Referring expression data
• • •

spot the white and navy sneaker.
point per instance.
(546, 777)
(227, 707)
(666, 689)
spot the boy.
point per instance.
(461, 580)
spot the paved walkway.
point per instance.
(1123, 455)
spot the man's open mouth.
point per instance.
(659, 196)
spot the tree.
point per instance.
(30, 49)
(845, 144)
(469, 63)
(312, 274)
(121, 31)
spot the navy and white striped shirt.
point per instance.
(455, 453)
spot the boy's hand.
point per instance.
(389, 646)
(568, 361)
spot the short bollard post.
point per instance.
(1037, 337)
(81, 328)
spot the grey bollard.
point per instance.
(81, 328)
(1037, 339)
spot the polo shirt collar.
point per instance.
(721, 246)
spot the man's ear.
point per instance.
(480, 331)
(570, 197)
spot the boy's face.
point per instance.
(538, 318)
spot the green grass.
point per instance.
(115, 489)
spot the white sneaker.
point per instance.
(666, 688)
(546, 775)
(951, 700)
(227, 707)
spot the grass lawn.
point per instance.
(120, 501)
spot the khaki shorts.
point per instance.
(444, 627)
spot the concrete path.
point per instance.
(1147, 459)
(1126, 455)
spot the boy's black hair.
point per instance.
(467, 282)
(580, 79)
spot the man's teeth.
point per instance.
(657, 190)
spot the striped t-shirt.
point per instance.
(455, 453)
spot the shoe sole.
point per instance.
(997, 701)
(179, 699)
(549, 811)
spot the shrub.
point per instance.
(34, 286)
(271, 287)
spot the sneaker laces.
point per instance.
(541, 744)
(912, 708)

• • •

AIM OF THE EXERCISE: Please find every line in the records above that holds the word "navy" and copy it.

OUTPUT FOR THIS TASK:
spot the white and navy sneaker.
spot the navy and white striped shirt.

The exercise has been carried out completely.